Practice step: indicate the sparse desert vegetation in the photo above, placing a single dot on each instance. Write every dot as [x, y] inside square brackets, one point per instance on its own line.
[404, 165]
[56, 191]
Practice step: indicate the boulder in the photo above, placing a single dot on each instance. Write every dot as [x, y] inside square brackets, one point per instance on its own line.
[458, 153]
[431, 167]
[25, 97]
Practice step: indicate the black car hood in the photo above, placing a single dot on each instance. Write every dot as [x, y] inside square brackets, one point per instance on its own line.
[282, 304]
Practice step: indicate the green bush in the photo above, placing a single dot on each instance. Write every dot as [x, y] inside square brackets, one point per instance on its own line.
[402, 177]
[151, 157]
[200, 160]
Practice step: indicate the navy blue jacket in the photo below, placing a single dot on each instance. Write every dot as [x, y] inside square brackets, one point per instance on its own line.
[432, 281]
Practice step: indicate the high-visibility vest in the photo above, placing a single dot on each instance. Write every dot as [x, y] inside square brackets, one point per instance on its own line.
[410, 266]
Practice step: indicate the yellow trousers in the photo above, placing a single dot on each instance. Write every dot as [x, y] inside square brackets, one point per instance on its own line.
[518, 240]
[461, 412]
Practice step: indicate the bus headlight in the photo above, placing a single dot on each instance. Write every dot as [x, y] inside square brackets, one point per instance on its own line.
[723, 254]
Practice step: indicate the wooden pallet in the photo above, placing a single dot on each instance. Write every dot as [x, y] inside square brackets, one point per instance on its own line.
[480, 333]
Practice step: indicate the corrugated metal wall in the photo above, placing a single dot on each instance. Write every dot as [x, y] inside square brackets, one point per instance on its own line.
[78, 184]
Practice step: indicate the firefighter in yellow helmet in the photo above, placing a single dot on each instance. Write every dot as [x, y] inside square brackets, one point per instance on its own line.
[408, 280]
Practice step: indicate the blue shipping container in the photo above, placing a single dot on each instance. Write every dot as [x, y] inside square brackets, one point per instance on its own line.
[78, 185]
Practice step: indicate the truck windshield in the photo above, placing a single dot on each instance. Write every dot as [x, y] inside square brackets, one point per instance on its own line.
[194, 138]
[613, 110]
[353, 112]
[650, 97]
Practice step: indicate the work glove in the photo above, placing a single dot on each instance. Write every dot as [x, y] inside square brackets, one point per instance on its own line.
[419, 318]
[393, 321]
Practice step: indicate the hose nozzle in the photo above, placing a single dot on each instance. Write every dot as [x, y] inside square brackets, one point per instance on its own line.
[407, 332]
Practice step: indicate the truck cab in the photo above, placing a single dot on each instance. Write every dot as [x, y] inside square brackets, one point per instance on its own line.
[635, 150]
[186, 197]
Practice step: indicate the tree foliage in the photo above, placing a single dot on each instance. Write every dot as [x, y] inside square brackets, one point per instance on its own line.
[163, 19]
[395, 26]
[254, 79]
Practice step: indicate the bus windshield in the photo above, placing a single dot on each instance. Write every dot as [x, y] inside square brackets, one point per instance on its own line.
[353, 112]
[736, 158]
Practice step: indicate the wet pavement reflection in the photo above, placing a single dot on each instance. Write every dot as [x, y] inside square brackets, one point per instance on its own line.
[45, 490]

━━━━━━━━━━━━━━━━━━━━━━━━━━━━━━

What you are asked to do: All entries should be restated word for word.

Response for this exercise:
Practice step: indicate the sparse desert vegetation in the photo above, placing a single dot on each instance. Write every dot as [x, y] inside square brackets, one point per instance on its own line.
[404, 165]
[56, 191]
Practice step: indicate the boulder in the photo above, placing a single dot on each instance. Write every dot as [x, y] inside square brackets, one point per instance on its own line.
[458, 153]
[431, 167]
[25, 97]
Practice step: indicate the black car hood in the photo above, placing a single dot on each instance. Write every dot as [x, y] inside square brackets, one point per instance on its own line.
[282, 304]
Practice step: indicate the green bush in the photo above, placing a single dot on each instance. Write every dot as [x, y] inside square brackets, one point per instance on its own line.
[402, 177]
[151, 157]
[200, 160]
Practice step: indicate the navy blue jacket in the photo below, placing a single dot on each instance. Write every dot as [x, y] inside square brackets, one point per instance on its own line.
[432, 281]
Practice step: indicate the high-visibility vest in the photo above, placing a single dot on each instance. Write every dot as [x, y] inside square brackets, one point per instance on its own line.
[410, 266]
Practice step: indicate the yellow trousers in the photo above, placing a single dot on each instance. Write every dot as [x, y] inside square brackets, one point per instance on its own line.
[518, 240]
[461, 412]
Practice step: indicate the bus headlight in the photo above, placing a single dot on each instance. Write every dot as [x, y] inside square brackets, one point per instance on its own line.
[723, 254]
Practice step: indicate the wooden pallet in the photo above, placing a single dot on each instance. Write every dot as [x, y] inside square brackets, one point per instance on its own line.
[480, 333]
Practice step: indicate the corrugated metal wall in the photo above, placing a single dot on each instance. Write every dot as [x, y] inside square brackets, one point per instance on its own line.
[78, 184]
Practice step: indicate the firefighter in yellow helmet in the photo above, placing a single dot on each instance. Write every dot as [x, y] inside square brackets, one point per instance on its own line.
[408, 280]
Practice step: indicate the blue shipping container in the photo above, placing a single dot on each instance. Write every dot as [x, y] inside square brackets, one point per instance on its own line.
[78, 185]
Practice step: indicate the truck windshield in the photo above, placing a single dot on each instance. Write every dot as [x, y] inside square brackets, one point per instance on its own line.
[194, 138]
[613, 110]
[353, 112]
[650, 97]
Practice step: indicate the work glove in the photo above, placing a single dot on each instance. Write every dot as [x, y] inside square brackets, one point per instance on its own line.
[419, 318]
[393, 321]
Practice step: indicate the hose nozzle in the photo above, placing a single dot on each instance. Write every dot as [x, y] inside square brackets, one point per instance on its own line.
[407, 332]
Practice step: indicate the truck cab in the photo above, placing a single dot on each instance. Write every dot as [x, y] inside square brackets, one point per instance on its own line.
[635, 150]
[186, 197]
Practice step: indicate the tree foliage in the photo above, placing a single dot on each instance. Write every dot as [x, y] inside square brackets, one point per instance on its own line.
[163, 19]
[395, 26]
[254, 79]
Practice step: indicate the bus windshield in the photo above, placing a single dot on each instance. Write every dot as [x, y] inside square brackets, one point per instance on its own line.
[353, 112]
[736, 158]
Practice step: indicate the wet pavement reflection in the photo above, placing a single dot on each instance. Write every dot as [x, y] inside square brackets, one point per instance on its own line.
[45, 490]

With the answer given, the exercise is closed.